Input:
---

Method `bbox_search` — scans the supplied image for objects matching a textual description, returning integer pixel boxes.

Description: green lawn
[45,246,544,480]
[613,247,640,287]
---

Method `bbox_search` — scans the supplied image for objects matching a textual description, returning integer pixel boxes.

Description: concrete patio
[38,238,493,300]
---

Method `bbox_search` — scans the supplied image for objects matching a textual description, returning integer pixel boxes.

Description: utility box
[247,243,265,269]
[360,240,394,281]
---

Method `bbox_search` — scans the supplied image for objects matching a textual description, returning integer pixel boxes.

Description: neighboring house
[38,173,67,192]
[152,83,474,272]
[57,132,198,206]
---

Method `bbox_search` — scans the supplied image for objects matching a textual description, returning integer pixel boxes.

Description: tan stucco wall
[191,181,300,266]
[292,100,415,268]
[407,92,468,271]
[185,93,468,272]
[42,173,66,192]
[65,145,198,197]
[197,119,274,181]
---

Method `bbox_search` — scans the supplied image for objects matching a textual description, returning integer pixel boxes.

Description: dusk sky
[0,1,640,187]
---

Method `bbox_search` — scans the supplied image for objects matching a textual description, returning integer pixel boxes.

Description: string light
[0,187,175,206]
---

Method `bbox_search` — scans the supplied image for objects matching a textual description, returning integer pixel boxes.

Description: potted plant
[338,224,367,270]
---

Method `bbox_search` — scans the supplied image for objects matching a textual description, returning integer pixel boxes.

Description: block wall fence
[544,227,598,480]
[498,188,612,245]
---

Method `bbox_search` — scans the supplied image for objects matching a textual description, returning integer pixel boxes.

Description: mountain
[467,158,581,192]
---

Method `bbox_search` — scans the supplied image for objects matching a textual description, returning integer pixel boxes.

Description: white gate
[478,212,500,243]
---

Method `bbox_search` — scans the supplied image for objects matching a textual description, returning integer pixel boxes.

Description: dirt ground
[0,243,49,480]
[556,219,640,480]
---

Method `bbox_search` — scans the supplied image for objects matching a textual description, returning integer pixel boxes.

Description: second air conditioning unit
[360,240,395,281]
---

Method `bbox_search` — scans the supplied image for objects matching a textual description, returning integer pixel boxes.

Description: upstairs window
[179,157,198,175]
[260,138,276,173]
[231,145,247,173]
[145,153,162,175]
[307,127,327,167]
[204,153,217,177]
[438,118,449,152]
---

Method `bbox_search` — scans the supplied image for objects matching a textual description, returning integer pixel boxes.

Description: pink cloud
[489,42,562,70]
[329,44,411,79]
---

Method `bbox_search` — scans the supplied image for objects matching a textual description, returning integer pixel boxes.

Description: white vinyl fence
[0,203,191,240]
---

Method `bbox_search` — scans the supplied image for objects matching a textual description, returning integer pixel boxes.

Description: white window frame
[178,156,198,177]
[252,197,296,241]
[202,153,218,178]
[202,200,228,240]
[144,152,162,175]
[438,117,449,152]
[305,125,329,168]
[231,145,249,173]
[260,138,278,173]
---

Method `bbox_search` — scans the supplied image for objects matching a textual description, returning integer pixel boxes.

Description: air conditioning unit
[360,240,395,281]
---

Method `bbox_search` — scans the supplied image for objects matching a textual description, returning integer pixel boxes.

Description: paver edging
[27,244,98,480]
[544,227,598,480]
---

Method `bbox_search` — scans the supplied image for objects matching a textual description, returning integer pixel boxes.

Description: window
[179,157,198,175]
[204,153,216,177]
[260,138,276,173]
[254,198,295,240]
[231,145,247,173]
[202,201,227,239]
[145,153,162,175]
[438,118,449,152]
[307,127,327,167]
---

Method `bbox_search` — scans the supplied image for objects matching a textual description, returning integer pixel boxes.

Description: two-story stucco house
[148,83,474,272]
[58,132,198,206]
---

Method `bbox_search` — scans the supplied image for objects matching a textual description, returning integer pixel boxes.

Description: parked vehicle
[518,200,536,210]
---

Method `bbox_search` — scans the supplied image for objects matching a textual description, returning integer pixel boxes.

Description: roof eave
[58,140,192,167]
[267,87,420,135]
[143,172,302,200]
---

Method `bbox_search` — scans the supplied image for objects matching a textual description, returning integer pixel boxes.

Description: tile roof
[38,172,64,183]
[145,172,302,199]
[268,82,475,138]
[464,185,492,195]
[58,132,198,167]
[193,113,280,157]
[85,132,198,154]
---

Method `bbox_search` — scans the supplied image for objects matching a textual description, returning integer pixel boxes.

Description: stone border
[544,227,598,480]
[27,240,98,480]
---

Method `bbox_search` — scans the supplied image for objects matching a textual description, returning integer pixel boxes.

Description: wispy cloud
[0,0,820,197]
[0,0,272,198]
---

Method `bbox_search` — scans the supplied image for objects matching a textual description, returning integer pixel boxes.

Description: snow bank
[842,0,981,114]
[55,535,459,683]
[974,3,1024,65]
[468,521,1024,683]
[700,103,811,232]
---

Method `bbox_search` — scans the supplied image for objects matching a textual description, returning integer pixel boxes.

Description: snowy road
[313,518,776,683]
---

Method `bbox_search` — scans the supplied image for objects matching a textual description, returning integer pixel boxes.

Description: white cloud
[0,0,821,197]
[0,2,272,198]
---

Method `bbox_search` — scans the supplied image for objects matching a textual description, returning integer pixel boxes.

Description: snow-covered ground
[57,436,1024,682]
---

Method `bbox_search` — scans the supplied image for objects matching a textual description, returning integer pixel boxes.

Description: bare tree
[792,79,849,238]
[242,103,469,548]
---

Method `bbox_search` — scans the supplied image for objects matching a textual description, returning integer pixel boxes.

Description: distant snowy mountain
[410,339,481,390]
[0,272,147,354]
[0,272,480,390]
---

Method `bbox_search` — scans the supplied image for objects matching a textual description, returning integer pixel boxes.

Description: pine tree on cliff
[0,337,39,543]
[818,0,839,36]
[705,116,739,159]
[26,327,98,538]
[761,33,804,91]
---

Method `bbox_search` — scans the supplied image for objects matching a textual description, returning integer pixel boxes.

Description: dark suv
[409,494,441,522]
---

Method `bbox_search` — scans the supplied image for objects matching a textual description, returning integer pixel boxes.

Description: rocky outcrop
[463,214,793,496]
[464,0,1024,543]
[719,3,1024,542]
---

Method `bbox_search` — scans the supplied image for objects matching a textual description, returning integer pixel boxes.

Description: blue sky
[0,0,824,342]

Task objective: Give everything from the start of the records down to the line containing "[38,238,493,300]" as a Markdown table with the columns Row and Text. Number each line, and leave out blank lines.

The response:
| Row | Text |
|---|---|
| 1 | --- |
| 2 | Method `bbox_search` — scans the supplied image for objects matching a textual description, returning integer pixel boxes. |
| 3 | Description: green lawn |
| 4 | [45,246,544,480] |
| 5 | [613,247,640,287] |
| 6 | --- |
| 7 | Method `bbox_search` — scans the supplied image for objects matching a textual description, returning integer pixel boxes. |
| 8 | Description: concrete patio |
| 9 | [38,238,493,300] |